* START Dataset extract *

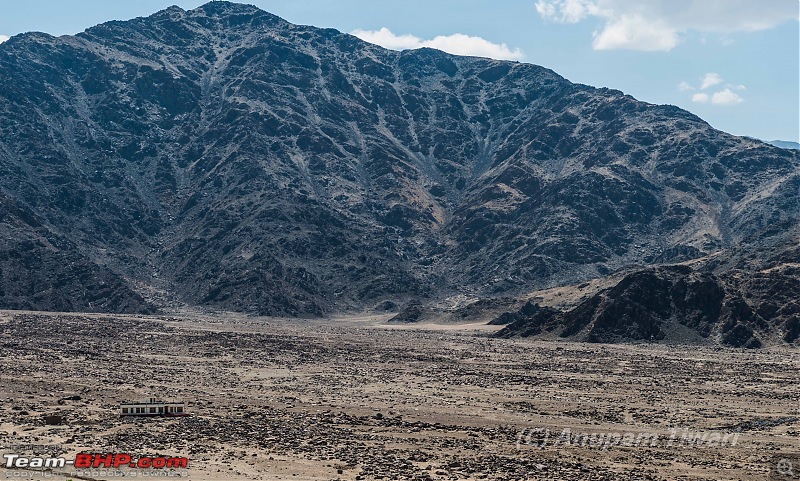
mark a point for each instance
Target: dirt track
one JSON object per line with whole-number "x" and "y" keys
{"x": 351, "y": 399}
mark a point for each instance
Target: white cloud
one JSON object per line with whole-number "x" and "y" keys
{"x": 657, "y": 24}
{"x": 637, "y": 33}
{"x": 726, "y": 97}
{"x": 457, "y": 43}
{"x": 710, "y": 79}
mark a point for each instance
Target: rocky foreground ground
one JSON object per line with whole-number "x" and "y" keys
{"x": 353, "y": 399}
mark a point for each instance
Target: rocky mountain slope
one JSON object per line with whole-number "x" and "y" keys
{"x": 224, "y": 157}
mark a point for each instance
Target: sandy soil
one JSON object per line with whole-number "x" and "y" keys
{"x": 357, "y": 399}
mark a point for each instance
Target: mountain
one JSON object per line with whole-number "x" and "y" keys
{"x": 785, "y": 144}
{"x": 223, "y": 157}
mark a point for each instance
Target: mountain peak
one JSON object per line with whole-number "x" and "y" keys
{"x": 223, "y": 8}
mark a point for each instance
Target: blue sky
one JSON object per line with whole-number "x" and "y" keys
{"x": 735, "y": 63}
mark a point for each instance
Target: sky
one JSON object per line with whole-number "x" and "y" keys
{"x": 734, "y": 63}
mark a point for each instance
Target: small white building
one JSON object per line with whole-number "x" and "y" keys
{"x": 152, "y": 407}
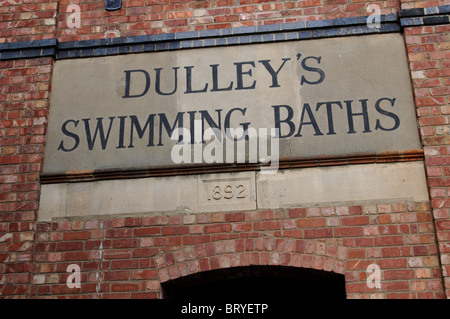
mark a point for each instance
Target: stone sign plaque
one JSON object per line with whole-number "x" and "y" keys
{"x": 324, "y": 97}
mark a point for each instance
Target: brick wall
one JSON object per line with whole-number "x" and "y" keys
{"x": 24, "y": 87}
{"x": 132, "y": 256}
{"x": 429, "y": 53}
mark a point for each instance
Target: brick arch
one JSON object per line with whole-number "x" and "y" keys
{"x": 301, "y": 253}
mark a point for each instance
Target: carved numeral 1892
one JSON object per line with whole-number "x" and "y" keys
{"x": 226, "y": 191}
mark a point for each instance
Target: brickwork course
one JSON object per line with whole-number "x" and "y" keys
{"x": 131, "y": 256}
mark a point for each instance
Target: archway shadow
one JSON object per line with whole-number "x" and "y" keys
{"x": 257, "y": 283}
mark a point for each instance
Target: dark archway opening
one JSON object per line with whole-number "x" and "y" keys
{"x": 258, "y": 283}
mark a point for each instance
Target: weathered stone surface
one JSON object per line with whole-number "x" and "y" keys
{"x": 342, "y": 184}
{"x": 328, "y": 97}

* END Dataset extract *

## Set exercise:
Give every record back exactly as it reads, with no images.

## Written solution:
mark a point for each instance
Target: dirt track
one JSON object per line with whole-number "x" and "y" keys
{"x": 351, "y": 399}
mark a point for each instance
Target: white cloud
one JSON object per line with whole-number "x" and "y" keys
{"x": 657, "y": 24}
{"x": 637, "y": 33}
{"x": 726, "y": 97}
{"x": 457, "y": 43}
{"x": 710, "y": 79}
mark a point for each instance
Target: rocky foreground ground
one JSON object per line with whole-number "x" and "y" keys
{"x": 353, "y": 399}
mark a point for each instance
Target: rocky mountain slope
one JSON object per line with whole-number "x" and "y" keys
{"x": 224, "y": 157}
mark a point for each instance
Target: sandy soil
one JSON object per line with whole-number "x" and "y" keys
{"x": 357, "y": 399}
mark a point for each instance
Target: mountain
one JSON object per line with whole-number "x" and "y" keys
{"x": 785, "y": 144}
{"x": 223, "y": 157}
mark a point for each instance
Target: mountain peak
one JSON object per line with whole-number "x" and "y" keys
{"x": 223, "y": 8}
mark a point for each instance
Target: blue sky
one JSON object per line with whole-number "x" and "y" keys
{"x": 735, "y": 63}
mark a point for each instance
Target: sky
one JSON object per line with whole-number "x" and "y" keys
{"x": 734, "y": 63}
mark a point for each instance
Target: small white building
one JSON object per line with whole-number "x" and "y" keys
{"x": 152, "y": 407}
mark a point for each instance
Target: stone sign plaque
one JSON object per line with whole-number "x" and "y" keys
{"x": 324, "y": 97}
mark a point for each instance
Target: brick wall
one JSON object per line with whole-number "x" and "y" keys
{"x": 24, "y": 87}
{"x": 132, "y": 256}
{"x": 429, "y": 53}
mark a point for each instance
Target: brick arch
one JSON object per line with whole-number "x" and "y" keys
{"x": 301, "y": 253}
mark a point for each instance
Target: carved numeral 1892
one JSON object per line with whole-number "x" and "y" keys
{"x": 226, "y": 191}
mark a point for each instance
Target: brickwork course
one JSON object per line with whole-number "x" and "y" keys
{"x": 131, "y": 256}
mark a point for each instance
Target: archway shadow
one JSON object per line with whole-number "x" and "y" keys
{"x": 257, "y": 283}
mark a point for each instance
Target: dark archway opening
one JSON object per line with whole-number "x" and "y" keys
{"x": 258, "y": 283}
mark a point for each instance
Target: weathered stone surface
one JSON object per line with whole-number "x" and "y" keys
{"x": 342, "y": 184}
{"x": 328, "y": 97}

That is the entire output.